Records for this task section start
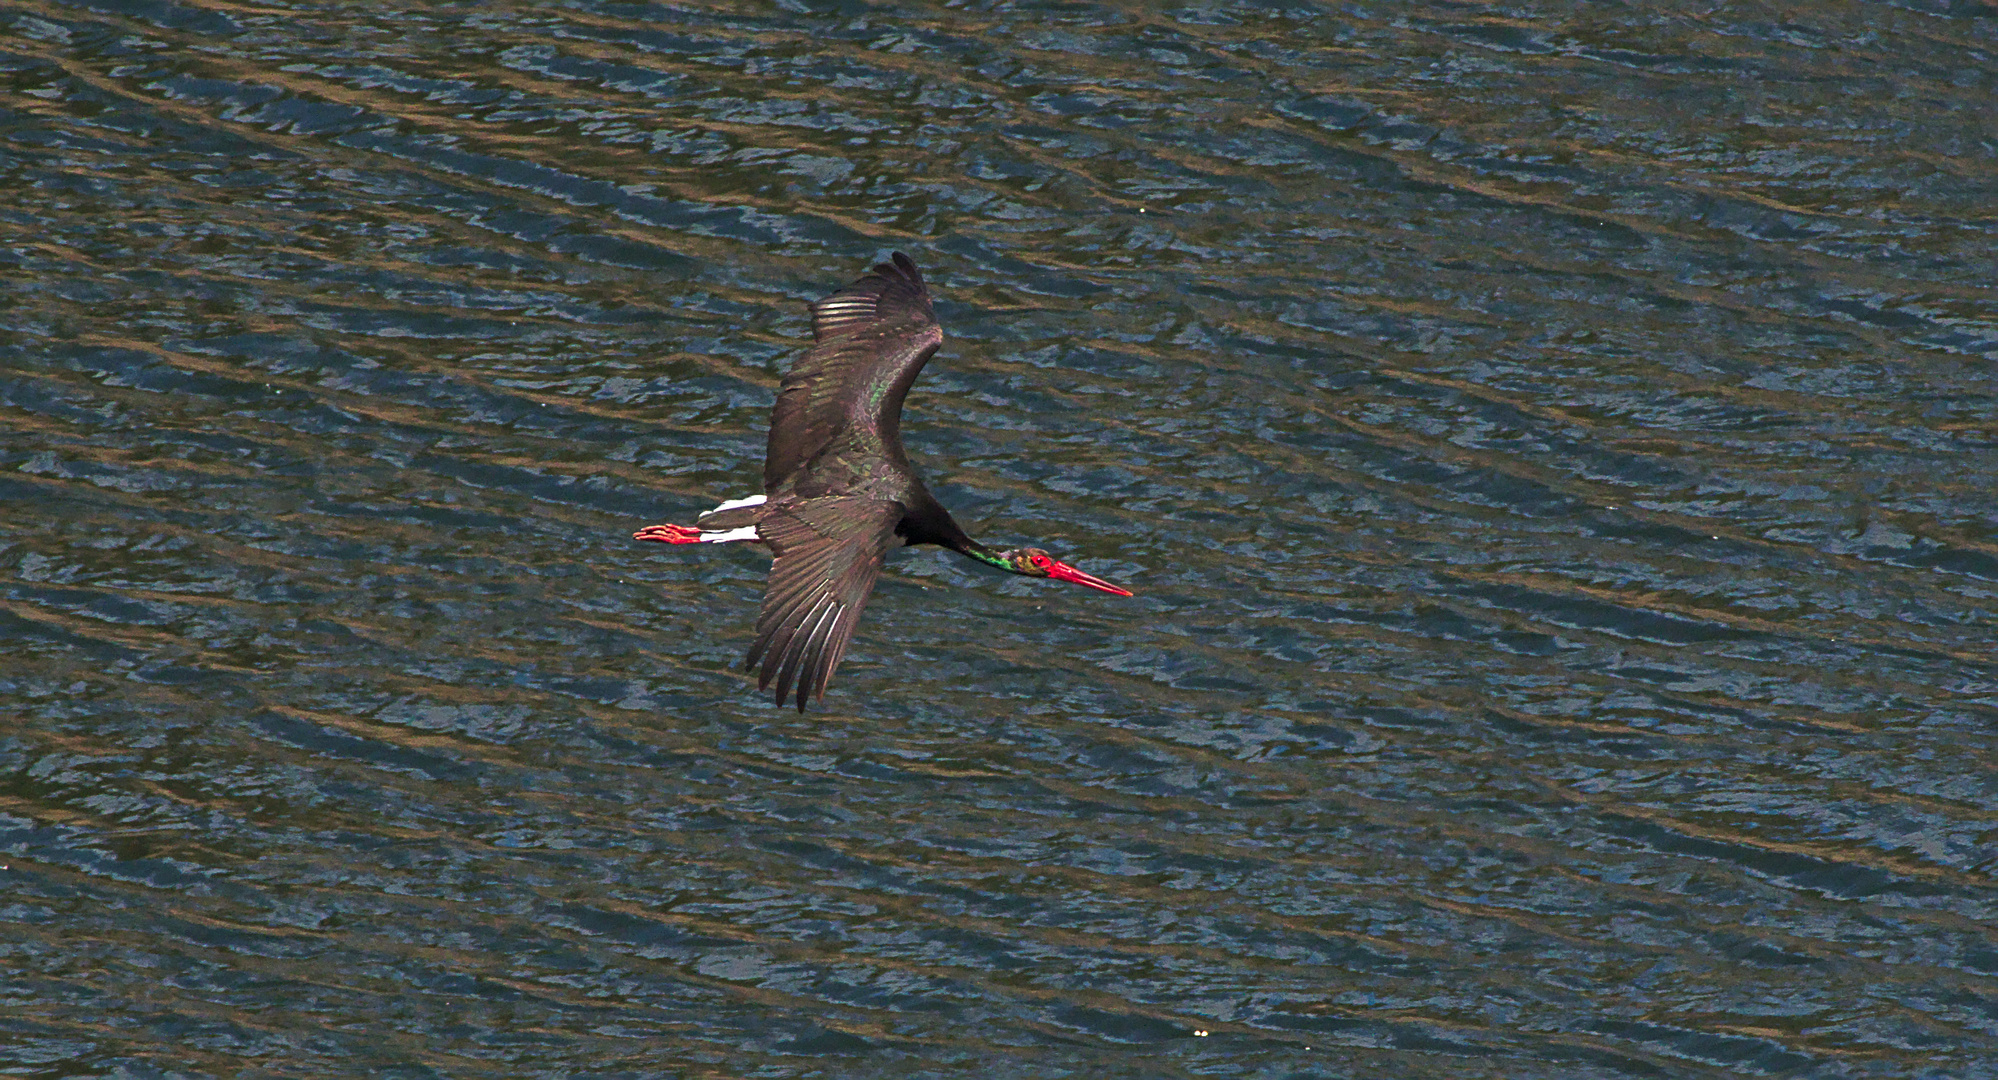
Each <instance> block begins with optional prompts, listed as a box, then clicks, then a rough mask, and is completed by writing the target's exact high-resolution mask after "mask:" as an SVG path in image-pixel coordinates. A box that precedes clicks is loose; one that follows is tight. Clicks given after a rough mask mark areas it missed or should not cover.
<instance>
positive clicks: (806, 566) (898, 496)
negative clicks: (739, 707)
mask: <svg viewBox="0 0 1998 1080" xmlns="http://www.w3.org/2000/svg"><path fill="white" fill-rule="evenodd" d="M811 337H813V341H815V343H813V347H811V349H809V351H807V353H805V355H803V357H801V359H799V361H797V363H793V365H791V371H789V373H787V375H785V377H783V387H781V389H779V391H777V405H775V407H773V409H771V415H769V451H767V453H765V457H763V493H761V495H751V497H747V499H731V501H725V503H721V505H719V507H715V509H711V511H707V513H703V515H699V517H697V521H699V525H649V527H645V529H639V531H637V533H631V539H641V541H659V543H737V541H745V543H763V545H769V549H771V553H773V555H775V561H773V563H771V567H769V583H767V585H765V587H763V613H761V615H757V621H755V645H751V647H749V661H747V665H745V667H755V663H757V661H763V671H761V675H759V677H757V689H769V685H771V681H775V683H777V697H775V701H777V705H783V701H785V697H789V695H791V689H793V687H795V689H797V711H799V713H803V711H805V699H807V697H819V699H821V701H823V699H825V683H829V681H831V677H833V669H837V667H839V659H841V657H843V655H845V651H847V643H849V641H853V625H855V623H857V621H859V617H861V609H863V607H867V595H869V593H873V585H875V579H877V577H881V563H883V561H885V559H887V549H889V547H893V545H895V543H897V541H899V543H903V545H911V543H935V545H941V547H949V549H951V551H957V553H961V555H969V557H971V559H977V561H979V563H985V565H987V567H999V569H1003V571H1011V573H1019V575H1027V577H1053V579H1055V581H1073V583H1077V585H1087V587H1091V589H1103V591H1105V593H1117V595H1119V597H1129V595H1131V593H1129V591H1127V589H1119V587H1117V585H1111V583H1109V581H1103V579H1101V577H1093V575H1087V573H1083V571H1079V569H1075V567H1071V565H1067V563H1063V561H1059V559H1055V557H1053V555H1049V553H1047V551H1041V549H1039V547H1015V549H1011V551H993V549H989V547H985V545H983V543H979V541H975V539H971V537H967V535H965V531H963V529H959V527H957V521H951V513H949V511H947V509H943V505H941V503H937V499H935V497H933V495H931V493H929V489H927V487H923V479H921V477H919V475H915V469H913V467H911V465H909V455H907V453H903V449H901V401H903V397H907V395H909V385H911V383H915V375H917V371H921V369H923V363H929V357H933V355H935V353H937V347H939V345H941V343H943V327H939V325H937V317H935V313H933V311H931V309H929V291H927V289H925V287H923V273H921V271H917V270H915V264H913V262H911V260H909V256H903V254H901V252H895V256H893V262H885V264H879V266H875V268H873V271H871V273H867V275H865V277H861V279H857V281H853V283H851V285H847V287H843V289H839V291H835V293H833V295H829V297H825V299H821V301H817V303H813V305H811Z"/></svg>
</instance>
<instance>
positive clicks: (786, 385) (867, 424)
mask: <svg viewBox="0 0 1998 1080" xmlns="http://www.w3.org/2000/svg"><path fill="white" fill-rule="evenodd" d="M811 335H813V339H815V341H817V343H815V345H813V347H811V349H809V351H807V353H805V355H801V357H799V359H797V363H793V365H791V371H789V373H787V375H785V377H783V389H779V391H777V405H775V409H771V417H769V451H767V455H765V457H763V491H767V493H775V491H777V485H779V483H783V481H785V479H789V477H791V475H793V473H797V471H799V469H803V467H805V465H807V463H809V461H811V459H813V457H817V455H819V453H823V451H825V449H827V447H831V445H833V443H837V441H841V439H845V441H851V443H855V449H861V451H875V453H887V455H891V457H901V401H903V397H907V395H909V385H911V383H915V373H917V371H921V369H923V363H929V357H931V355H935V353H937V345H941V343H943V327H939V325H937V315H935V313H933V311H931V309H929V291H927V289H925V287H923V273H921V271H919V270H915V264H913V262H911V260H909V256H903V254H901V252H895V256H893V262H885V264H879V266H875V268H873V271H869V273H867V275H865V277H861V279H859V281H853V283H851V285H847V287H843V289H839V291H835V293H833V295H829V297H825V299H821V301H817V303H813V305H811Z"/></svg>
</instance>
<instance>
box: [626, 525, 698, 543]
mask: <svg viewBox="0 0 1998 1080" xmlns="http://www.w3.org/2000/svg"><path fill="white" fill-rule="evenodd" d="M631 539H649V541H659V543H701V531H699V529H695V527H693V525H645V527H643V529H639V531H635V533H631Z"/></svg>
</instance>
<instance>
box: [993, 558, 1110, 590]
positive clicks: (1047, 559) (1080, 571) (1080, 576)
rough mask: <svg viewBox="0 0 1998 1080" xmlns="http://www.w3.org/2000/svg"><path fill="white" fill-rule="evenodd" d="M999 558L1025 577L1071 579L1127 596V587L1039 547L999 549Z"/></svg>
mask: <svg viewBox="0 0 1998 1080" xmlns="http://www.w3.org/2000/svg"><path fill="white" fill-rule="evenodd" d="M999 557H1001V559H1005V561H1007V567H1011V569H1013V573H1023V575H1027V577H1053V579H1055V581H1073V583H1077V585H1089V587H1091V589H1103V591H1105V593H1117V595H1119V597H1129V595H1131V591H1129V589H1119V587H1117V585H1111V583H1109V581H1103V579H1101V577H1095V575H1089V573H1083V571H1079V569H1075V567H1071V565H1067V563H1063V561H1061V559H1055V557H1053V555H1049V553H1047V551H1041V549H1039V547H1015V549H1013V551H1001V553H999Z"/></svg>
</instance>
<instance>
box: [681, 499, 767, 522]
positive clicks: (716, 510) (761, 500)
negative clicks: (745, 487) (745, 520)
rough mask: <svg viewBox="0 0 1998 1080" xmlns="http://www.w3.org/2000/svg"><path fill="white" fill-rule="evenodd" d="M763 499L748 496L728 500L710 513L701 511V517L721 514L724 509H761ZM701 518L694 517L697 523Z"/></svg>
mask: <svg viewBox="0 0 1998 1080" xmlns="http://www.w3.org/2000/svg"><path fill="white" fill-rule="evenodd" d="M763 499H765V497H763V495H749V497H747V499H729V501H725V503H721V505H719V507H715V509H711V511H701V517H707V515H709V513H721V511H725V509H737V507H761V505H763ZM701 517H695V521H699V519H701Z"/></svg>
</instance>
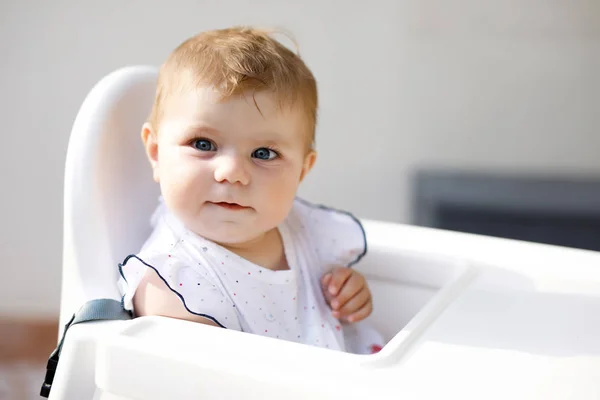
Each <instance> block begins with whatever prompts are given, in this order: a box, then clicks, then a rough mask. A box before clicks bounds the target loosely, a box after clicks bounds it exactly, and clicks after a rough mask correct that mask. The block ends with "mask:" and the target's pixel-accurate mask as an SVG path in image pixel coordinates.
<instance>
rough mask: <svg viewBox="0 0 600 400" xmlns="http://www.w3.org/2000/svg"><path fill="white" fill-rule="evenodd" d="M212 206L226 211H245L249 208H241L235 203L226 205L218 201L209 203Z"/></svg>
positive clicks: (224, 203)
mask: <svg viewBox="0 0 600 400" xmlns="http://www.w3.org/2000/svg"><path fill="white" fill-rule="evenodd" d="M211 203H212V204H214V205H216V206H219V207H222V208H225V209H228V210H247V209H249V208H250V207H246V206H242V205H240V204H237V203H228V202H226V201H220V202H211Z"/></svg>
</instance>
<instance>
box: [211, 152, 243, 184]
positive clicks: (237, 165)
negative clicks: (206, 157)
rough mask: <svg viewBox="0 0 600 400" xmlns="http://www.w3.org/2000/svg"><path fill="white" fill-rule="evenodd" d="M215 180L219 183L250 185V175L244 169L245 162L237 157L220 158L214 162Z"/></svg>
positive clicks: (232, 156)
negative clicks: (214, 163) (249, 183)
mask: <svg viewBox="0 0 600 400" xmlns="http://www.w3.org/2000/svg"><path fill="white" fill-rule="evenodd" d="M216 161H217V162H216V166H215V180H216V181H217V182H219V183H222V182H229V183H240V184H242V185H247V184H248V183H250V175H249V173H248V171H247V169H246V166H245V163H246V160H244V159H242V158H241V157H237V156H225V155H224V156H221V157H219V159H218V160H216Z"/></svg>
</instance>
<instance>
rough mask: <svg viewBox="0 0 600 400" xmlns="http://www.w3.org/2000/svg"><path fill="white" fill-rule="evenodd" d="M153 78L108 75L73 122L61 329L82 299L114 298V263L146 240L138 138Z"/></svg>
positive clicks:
Records for this task section end
> _Required work_
Begin at the first line of the data above and repeat each line exactly, stopping after the line containing "positive clicks: (806, 566) (898, 496)". Omit the pictures.

> _Answer area_
Each <instance> block begins with optional prompts, listed as a box, then clicks, then a rough mask, and is completed by writing the target's exact high-resolution mask after "mask:" as an SVG path in image-pixel coordinates. A box that precedes clicks is loose; one that follows is tight. Clicks given after a rough mask mark areas it missed or should not cover.
<instance>
positive clicks: (806, 566) (898, 496)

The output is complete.